What this task involves - Copy the stretch of the article about Jasmine Hightower from "Unfortunately, the more" through "to forge ahead." word for word.

Document passage -
* * * *
Jasmine Hightower Aims High Despite Illness
When her friends are up late chatting and having fun, Stillman sophomore Jasmine Hightower is often in bed warding off a medical crisis. Jasmine, who was diagnosed with sickle cell anemia when she was three months old, knows her limitations. As a result of her disease, her red blood cells are sickle shaped. This causes them to block blood flow, which can lead to excruciating pain, organ damage and infections. Jasmine had to have her spleen removed at 16, and she has to be hospitalized several times a year. Yet she maintains a 3.2 grade point average and an optimistic attitude.
“Most hematologists are also oncologists so when I go to the doctor to get blood, I’m in the same room with cancer patients. When I see them, I think, ‘Oh, things could be worse,’” says Jasmine, who once had such a severe reaction to the pain medicine administered in the hospital that she lost her memory for two days.
Jasmine laughs when she recalls how shocked her relatives were by her amnesia. “When my cousins came in the hospital room, they were really dramatic and started crying because I didn’t know who they were,” she says, clearly finding humor in the situation.
“Because my blood cells are shaped like a sickle, sometimes they get stuck—usually in my lower back. When I go to the hospital, they give me lots of oxygen, fluids and pain medicine. I have a port—an artificial vein—under the skin on my chest because the pain medicine is so hard on your veins. Sometimes I have to have transfusions.”
Unfortunately, the more transfusions a patient receives, the less effective the transfusions tend to be. “You develop antibodies so it gets harder to match your blood. You can also get too much iron in your body from frequent transfusions, and the more transfusions you get the faster your blood cells revert back to a sickled shape,” says Jasmine.
Jasmine keeps a travel bag ready at all times because she knows that, if she goes to the hospital, she will usually be there for a couple of weeks. Almost every semester she has to be hospitalized twice, which makes it difficult to reach her goal of attaining a 3.5 GPA. Twice she had to drop out for a semester due to illness. Yet she is determined to forge ahead.
* * * *
Data segment -
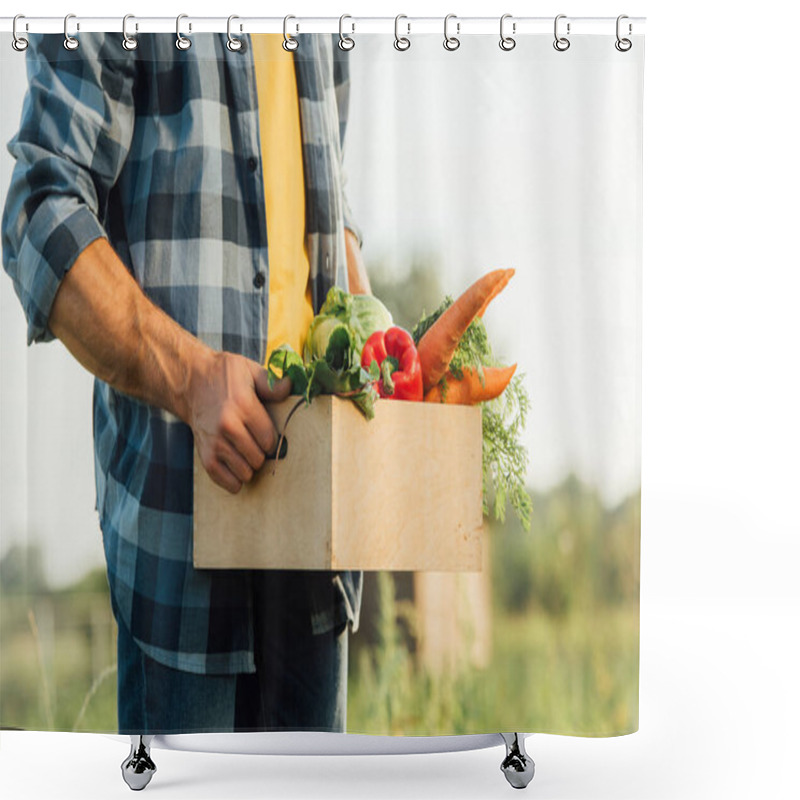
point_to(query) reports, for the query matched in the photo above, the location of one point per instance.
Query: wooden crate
(399, 492)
* * * *
Solution below -
Unfortunately, the more transfusions a patient receives, the less effective the transfusions tend to be. “You develop antibodies so it gets harder to match your blood. You can also get too much iron in your body from frequent transfusions, and the more transfusions you get the faster your blood cells revert back to a sickled shape,” says Jasmine.
Jasmine keeps a travel bag ready at all times because she knows that, if she goes to the hospital, she will usually be there for a couple of weeks. Almost every semester she has to be hospitalized twice, which makes it difficult to reach her goal of attaining a 3.5 GPA. Twice she had to drop out for a semester due to illness. Yet she is determined to forge ahead.